**Instructions for the task**
Repeat the records. Match each character exactly.

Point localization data

====

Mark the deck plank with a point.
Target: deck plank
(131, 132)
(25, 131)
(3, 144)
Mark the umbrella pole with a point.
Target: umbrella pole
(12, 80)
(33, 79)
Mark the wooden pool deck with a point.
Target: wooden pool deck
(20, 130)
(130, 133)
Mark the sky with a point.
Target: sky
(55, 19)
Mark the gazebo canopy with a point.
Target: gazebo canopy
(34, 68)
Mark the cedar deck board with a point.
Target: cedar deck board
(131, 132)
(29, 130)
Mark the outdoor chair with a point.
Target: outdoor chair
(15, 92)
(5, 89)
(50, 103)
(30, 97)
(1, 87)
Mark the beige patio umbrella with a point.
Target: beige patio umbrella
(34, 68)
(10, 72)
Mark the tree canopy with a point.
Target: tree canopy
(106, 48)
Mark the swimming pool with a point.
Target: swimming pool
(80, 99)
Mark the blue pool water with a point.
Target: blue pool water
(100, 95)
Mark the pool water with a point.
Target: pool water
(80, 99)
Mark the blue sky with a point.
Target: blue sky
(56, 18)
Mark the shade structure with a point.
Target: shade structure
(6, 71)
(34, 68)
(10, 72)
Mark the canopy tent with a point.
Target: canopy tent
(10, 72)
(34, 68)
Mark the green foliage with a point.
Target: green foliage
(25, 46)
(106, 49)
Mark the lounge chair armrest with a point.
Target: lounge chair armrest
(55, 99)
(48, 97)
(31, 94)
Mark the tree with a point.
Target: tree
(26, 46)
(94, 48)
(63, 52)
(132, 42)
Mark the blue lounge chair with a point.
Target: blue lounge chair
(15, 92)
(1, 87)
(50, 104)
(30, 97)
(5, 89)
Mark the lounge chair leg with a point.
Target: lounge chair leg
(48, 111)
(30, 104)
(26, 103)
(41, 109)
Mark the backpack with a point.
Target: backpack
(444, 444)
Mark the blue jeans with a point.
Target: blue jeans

====

**Worked solution**
Mark the deck plank with a point.
Target: deck plank
(131, 132)
(25, 131)
(3, 144)
Mark the umbrella pole with a point.
Target: umbrella pole
(12, 80)
(33, 79)
Mark the wooden pool deck with a point.
Target: wooden pool deck
(20, 130)
(130, 133)
Mark the sky with a point.
Target: sky
(55, 19)
Mark the gazebo canopy with a point.
Target: gazebo canopy
(34, 68)
Mark the cedar deck board with a point.
Target: cedar deck board
(131, 132)
(29, 130)
Mark the outdoor chair with a point.
Target: outdoor chair
(15, 92)
(5, 89)
(50, 103)
(30, 97)
(1, 87)
Mark the beige patio umbrella with a point.
Target: beige patio umbrella
(34, 68)
(10, 72)
Mark the tree canopy with a point.
Target: tree canopy
(106, 48)
Mark the swimming pool with a point.
Target: swimming pool
(80, 99)
Mark the blue pool water with a point.
Target: blue pool water
(100, 95)
Mark the pool water with a point.
Target: pool water
(80, 99)
Mark the blue sky with a point.
Target: blue sky
(56, 18)
Mark the shade structure with a point.
Target: shade structure
(6, 71)
(34, 68)
(10, 72)
Mark the canopy tent with a point.
Target: canopy tent
(10, 72)
(34, 68)
Mark the green foliage with a point.
Target: green foliage
(25, 46)
(106, 49)
Mark the lounge chair armrest with a point.
Target: lounge chair armrest
(55, 99)
(48, 97)
(31, 94)
Mark the tree with a point.
Target: tree
(26, 46)
(94, 48)
(63, 52)
(132, 42)
Mark the blue lounge chair with a point.
Target: blue lounge chair
(15, 92)
(1, 87)
(50, 104)
(30, 97)
(5, 89)
Mark the lounge chair leg with a point.
Target: lounge chair leg
(48, 111)
(30, 104)
(26, 103)
(41, 109)
Mark the backpack with a point.
Target: backpack
(444, 444)
Mark the blue jeans with a point.
Target: blue jeans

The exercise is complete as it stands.